**What is needed:** Beneath this line is the data. Output exactly the lines from the line with "GET /detect?query=goose head" to the line with "GET /detect?query=railway track", both ends included, and nothing more.

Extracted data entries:
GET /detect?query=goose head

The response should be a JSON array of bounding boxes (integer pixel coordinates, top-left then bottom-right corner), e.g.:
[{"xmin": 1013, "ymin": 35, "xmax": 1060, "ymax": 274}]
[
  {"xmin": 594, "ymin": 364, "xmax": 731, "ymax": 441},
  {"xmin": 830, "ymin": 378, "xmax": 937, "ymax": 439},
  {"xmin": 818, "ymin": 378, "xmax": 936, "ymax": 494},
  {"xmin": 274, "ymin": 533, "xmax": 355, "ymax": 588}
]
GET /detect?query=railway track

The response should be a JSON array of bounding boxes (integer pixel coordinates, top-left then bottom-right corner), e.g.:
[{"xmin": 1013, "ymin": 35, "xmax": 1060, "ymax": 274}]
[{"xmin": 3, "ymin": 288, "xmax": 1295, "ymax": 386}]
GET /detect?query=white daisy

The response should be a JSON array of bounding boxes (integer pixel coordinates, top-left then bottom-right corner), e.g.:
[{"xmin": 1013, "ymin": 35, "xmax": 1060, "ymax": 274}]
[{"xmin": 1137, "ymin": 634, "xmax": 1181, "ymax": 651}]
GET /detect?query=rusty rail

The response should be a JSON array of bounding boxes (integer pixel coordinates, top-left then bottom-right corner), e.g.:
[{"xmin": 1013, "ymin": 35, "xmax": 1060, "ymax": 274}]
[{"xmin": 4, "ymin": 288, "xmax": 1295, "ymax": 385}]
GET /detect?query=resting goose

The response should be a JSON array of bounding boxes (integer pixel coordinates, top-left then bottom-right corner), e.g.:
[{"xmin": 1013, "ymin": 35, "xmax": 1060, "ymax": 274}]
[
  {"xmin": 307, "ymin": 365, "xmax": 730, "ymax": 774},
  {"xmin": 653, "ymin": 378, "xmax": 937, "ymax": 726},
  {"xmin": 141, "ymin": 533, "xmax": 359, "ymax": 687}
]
---
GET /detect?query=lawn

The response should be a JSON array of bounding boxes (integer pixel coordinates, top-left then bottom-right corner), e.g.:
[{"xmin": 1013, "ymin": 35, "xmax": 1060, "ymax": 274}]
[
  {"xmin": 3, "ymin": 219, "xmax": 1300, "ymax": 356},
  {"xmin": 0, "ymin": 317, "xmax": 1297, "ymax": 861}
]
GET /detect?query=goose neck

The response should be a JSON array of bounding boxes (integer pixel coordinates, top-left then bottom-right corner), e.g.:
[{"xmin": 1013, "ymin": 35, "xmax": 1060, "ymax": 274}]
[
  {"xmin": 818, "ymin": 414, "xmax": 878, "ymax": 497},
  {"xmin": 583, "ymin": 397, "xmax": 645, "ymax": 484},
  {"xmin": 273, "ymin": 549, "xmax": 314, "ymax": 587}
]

**Answer below:**
GET /detect?query=goose head

The response should be a JSON array of bounding boxes (integer pixel coordinates, top-left then bottom-right corner), e.g.:
[{"xmin": 1013, "ymin": 35, "xmax": 1060, "ymax": 274}]
[
  {"xmin": 594, "ymin": 364, "xmax": 731, "ymax": 441},
  {"xmin": 830, "ymin": 378, "xmax": 937, "ymax": 439},
  {"xmin": 818, "ymin": 378, "xmax": 936, "ymax": 494},
  {"xmin": 274, "ymin": 533, "xmax": 355, "ymax": 588}
]
GET /detect?query=railway track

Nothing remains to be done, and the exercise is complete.